▸ Problem set:
1. Answer these questions about the TLS mailing-list message:
(a) Who wrote the message being replied to?
(b) What does SIGMA require that TLS 1.3 with raw public keys does not include?
(c) In the case of HTTPS, what required header alerts the server that the client is requesting an unsupported resource?
2. Write the next part of the TLS mailing-list message about raw public keys and misbinding attacks, picking up after its last sentence.

▸ Text provided:

○ ○ ○ ○ ○

Content-Disposition: inline
In-Reply-To: <GVXPR07MB9678DFD1EED3971606FB3DE6893B2@GVXPR07MB9678.eurprd07.prod.outlook.com>
Content-Transfer-Encoding: quoted-printable
Archived-At: <https://mailarchive.ietf.org/arch/msg/tls/ey_rNTC8Um1OMD5cxjkpZ1OyInQ>
Subject: Re: [TLS] TLS 1.3, Raw Public Keys, and Misbinding Attacks
X-BeenThere: tls@ietf.org
X-Mailman-Version: 2.1.39
Precedence: list
List-Id: "This is the mailing list for the Transport Layer Security working group of the IETF." <tls.ietf.org>
List-Unsubscribe: <https://www.ietf.org/mailman/options/tls>, <mailto:tls-request@ietf.org?subject=unsubscribe>
List-Archive: <https://mailarchive.ietf.org/arch/browse/tls/>
List-Post: <mailto:tls@ietf.org>
List-Help: <mailto:tls-request@ietf.org?subject=help>
List-Subscribe: <https://www.ietf.org/mailman/listinfo/tls>, <mailto:tls-request@ietf.org?subject=subscribe>
X-List-Received-Date: Thu, 28 Mar 2024 17:33:41 -0000

On Thu, Mar 28, 2024 at 03:22:05PM +0000, John Mattsson wrote:

> I looked into what RFC 8446(bis) says about Raw Public Keys. As
> correctly stated in RFC 8446, TLS 1.3 with signatures and certificates
> is an implementation of SIGMA-I:

Assuming certificates are issued with strong assurance, which, with DV
certificates, is perhaps somewhat questionable.

> SIGMA does however require that the identities of the endpoints
> (called A and B in [SIGMA]) are included in the messages. This is not
> true for TLS 1.3 with RPKs and TLS 1.3 with RPKs is therefore not
> SIGMA. TLS 1.3 with RPKs is vulnerable to what Krawczyk’s SIGMA paper
> calls misbinding attacks:

The SNI extension in TLS allows servers that are the targets of
misbinding attacks to detect that the client was trying to communicate
with a different system, and in the case of HTTPS, there is also the
required "Host:" host header, which again will alert the server to the
fact that the client is requesting an unsupported resource.

Many operators obtain wildcard certificates, again a server should take
measures to ensure that among all the hosts sharing the same DNS suffix,
the session was actually intended for it, and not another service
endpoint, though in the case of multiple application services on the
same machine, that isn't always possible, because SNI conveys just
the hostname.

○ ○ ○ ○ ○

▸ Provided records:

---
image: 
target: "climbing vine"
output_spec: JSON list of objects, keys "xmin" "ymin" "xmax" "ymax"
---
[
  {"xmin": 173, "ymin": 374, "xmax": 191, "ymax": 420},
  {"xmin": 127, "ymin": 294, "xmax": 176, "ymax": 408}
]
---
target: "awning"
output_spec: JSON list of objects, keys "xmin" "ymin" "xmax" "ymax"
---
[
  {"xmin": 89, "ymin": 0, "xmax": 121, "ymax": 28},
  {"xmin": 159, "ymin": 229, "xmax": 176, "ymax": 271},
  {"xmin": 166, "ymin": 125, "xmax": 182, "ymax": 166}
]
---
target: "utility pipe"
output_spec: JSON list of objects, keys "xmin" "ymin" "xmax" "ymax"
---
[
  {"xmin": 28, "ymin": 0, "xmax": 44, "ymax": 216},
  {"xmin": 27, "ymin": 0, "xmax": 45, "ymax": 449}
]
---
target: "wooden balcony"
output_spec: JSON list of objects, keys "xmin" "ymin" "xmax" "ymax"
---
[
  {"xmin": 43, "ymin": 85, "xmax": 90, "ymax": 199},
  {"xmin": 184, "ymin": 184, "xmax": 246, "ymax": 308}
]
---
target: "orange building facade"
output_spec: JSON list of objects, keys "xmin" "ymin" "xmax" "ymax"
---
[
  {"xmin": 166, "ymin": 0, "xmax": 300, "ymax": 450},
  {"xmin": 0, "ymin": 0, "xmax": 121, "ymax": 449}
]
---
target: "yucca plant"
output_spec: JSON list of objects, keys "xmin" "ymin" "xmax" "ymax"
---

○ ○ ○ ○ ○

▸ Per-task answers:
1.
(a) John Mattsson
(b) The identities of the endpoints (called A and B in SIGMA) must be included in the messages.
(c) The "Host:" header

2.
> “Even more significantly we show here that the misbinding attack
> applies to this protocol in any scenario where parties can register
> public keys without proving knowledge of the corresponding signature
> key.”

Note, that, for example, with SMTP the simplest way to direct traffic to
someone else's MX host is to publish MX records for one's own domain
that specify that MX host.  So "misbinding" attacks are not
"interesting" in this context.  Furthermore, because there are no
"cross-origin" issues in SMTP, there is nothing to be gained by
misleading a client that it is connected to a service endpoint for which
one can control the expected public key binding, when in fact it is
connecting to a "victim" service endpoint.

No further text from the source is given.